### Set problem
Please switch every "tag" in the records below to "mark" and write them out again with everything else unchanged, leaving out the pictures.

·····

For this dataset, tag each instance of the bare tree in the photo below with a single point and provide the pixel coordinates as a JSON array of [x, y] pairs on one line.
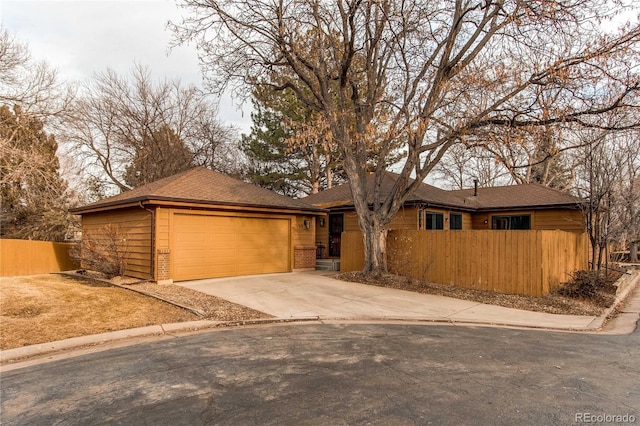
[[424, 76], [34, 195], [32, 85], [126, 129]]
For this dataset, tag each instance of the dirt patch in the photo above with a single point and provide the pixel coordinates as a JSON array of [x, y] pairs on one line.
[[45, 308], [551, 303], [213, 308]]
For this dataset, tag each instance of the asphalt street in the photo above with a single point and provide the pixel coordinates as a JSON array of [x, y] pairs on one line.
[[333, 374]]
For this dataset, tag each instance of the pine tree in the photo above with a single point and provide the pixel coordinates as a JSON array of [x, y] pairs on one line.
[[34, 199]]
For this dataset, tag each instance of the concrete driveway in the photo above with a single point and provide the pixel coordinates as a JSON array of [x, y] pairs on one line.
[[314, 294]]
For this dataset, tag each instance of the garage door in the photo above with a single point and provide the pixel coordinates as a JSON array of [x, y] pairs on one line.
[[221, 246]]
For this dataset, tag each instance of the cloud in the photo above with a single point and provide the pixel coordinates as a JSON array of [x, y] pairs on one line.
[[80, 38]]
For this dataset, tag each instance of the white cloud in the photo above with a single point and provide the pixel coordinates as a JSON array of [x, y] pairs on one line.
[[80, 38]]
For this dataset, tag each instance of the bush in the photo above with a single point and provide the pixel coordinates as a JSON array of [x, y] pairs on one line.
[[596, 286], [103, 250]]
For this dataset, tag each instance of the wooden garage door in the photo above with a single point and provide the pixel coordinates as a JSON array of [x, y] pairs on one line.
[[221, 246]]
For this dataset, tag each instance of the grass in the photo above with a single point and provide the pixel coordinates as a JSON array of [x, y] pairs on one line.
[[553, 303], [45, 308]]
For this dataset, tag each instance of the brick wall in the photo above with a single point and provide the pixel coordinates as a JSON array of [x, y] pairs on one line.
[[163, 268], [304, 257]]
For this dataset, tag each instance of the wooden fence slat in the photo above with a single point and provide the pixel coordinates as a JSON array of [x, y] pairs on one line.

·····

### Full output
For this dataset, mark each instance of the bare tree in the photo below with a single point and provide the pixel coordinates as a JSON array of [x, y] pairs on one line.
[[424, 76], [34, 195], [32, 85], [126, 129]]
For this dataset, mark each instance of the dirt patch in the photo above with a single point and provide the pixel coordinates as a JSON array of [x, y] pairs on one line.
[[45, 308], [551, 303], [213, 308]]
For this dataset, mark each instance of the asphalt street in the photo above with a single point and provide the pixel coordinates as a JSON array of [x, y] pairs on one line.
[[333, 374]]
For this dataset, mark each instance of the pine tree in the photo above with a single point and provide the pixel coordinates as a JSON array of [x, y] pairs on one line.
[[34, 199]]
For this dataset, mark each instance of the concrete driveway in the photo above with a single point and provide the pixel coordinates as a JSON array of [x, y] pairs on one line.
[[314, 294]]
For this dataset, mark each instance of the garage door in the photo above with a single point and provide the pixel coordinates as a JSON array of [x, y] pairs on one line.
[[221, 246]]
For this dataset, mark each instance of the cloud in the photo above with a single point and provide the pixel coordinates as a JSON array of [x, y] pairs on one line.
[[80, 38]]
For this dataset, mark each instance of the white cloud in the photo above with a single point and provide the pixel coordinates as a JSON array of [x, y] pairs on one line.
[[80, 38]]
For this dataset, mark each instance of the bush in the photo above with a single point and provide the pixel coordinates as a JSON array of [x, y] pairs on one line.
[[596, 286], [103, 250]]
For this dataset, mark each instance of the wooden garage door in the photo above with a single point and provide the pixel coordinates as a JSON array of [x, y] pairs on one line.
[[221, 246]]
For this dataset, mark each instance of the grass in the photo above with a single point and provide the pixel coordinates as a JSON array of [x, y] pairs on one line.
[[553, 303], [45, 308]]
For this dataset, mark each instance of the brick wall in the photo above with a single point and provide the pixel coordinates as a JSON array of [x, y] pairs on one line.
[[163, 268], [304, 257]]
For this dataset, mark each instance of the wooden fence slat in the photo above with a single point and provide the pixel coordinates as a JSON array of [x, y] pairs on one line.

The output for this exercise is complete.